BEGIN RECORD EXCERPTS

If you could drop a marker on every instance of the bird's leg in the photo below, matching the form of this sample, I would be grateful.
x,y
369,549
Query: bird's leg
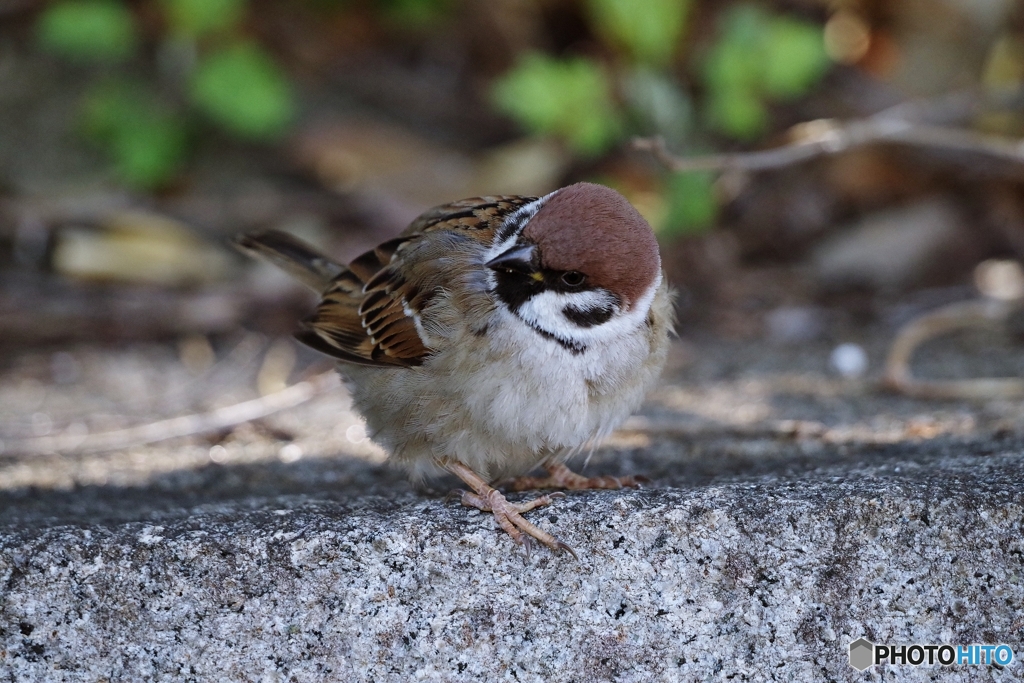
x,y
508,515
560,476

END RECORD EXCERPTS

▶ EXERCISE DIRECTIONS
The records above, minus their pictures, are to be returned verbatim.

▶ EXERCISE OUTPUT
If you could drop a marker on every instance of the bird's leg in the photo below, matching the form of this sample, I would be grateful.
x,y
369,549
Query: bird's leg
x,y
508,515
560,476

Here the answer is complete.